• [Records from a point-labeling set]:
────────────────────
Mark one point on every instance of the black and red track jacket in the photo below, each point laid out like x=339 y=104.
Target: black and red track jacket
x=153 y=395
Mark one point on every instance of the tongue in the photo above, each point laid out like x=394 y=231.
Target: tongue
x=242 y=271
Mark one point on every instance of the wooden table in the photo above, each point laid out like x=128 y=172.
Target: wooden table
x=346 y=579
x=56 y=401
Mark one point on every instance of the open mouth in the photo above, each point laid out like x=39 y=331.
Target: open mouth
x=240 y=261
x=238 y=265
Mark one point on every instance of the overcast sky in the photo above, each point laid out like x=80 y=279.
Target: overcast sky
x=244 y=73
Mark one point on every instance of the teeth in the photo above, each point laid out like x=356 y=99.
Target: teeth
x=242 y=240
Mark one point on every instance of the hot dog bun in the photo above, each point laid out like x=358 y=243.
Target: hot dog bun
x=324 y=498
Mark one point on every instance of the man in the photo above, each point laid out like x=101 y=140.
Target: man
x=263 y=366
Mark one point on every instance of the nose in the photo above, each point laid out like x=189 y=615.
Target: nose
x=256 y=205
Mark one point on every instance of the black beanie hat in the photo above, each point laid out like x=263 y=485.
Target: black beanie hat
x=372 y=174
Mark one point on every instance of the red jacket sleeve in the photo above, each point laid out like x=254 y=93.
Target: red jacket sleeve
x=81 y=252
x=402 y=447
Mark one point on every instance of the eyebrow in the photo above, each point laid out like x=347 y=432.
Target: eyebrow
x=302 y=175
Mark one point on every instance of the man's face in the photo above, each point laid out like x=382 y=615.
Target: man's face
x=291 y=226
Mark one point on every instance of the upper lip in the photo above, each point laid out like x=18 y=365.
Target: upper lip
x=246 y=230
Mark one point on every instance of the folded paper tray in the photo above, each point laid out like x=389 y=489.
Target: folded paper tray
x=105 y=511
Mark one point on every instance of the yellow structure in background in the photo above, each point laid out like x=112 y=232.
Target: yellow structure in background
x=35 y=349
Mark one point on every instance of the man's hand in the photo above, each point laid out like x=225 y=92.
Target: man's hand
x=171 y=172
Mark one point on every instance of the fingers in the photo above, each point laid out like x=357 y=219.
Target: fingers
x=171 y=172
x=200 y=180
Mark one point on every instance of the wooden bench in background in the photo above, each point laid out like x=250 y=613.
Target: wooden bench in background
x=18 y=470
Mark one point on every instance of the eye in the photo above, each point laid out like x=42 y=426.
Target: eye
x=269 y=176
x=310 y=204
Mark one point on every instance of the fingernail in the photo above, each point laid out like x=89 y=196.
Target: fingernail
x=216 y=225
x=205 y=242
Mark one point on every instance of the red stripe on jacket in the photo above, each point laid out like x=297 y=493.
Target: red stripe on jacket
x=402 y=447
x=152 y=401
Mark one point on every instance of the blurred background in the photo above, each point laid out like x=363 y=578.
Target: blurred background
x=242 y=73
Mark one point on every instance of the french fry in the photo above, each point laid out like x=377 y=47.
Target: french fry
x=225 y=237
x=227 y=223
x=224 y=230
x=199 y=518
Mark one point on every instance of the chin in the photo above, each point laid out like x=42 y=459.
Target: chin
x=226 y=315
────────────────────
Copy out the stretch of the material above, from the line containing "Mark one point on every instance of the teeth" through the line containing "x=310 y=204", keeping every line unchanged.

Mark one point on every instance of the teeth in the photo above, each point laid out like x=356 y=99.
Target: teeth
x=242 y=240
Mark one point on every instance of the hot dog bun in the photo above, each point laid out like x=358 y=243.
Target: hot dog bun
x=324 y=498
Mark one point on every instance of the man in the photo above, each point laid out like x=101 y=140.
Target: man
x=263 y=366
Mark one point on every instance of the nose in the photo above, each point laid out like x=189 y=615.
Target: nose
x=256 y=205
Mark one point on every instance of the black beanie hat in the photo above, each point laid out like x=263 y=485.
Target: black beanie hat
x=372 y=174
Mark one point on every instance of the red jacket sleeve in the photo above, each point laid out like x=254 y=93.
Target: red jacket sleeve
x=81 y=252
x=402 y=447
Mark one point on every instance of the eyebrow in the photo above, each point laid out like x=347 y=432.
Target: eyebrow
x=302 y=175
Mark one point on every instance of the man's face in the photo above, each point laid out like x=382 y=615.
Target: man's face
x=291 y=226
Mark one point on every instance of the upper lip in the photo above, each point laid out like x=18 y=365.
Target: upper lip
x=246 y=230
Mark one point on every instance of the folded paper tray in the photo above, each point laid out like x=389 y=489.
Target: folded paper tray
x=105 y=511
Mark one point on every instance of the yellow structure in background in the photo above, each point laid out like x=112 y=232.
Target: yellow structure in background
x=35 y=349
Mark one point on every instance of the man's hand in the photo above, each point laid out like x=225 y=92.
Target: man's hand
x=171 y=172
Mark one point on every instance of the fingers in the photo above, each point laid out like x=357 y=219.
Target: fingers
x=171 y=172
x=200 y=180
Mark one point on every instance of the wooden bench in background in the photo above, each point laid out like x=250 y=613.
Target: wooden bench in background
x=18 y=470
Mark one point on every instance of the eye in the photo above, each point laid out like x=42 y=426.
Target: eye
x=269 y=176
x=310 y=204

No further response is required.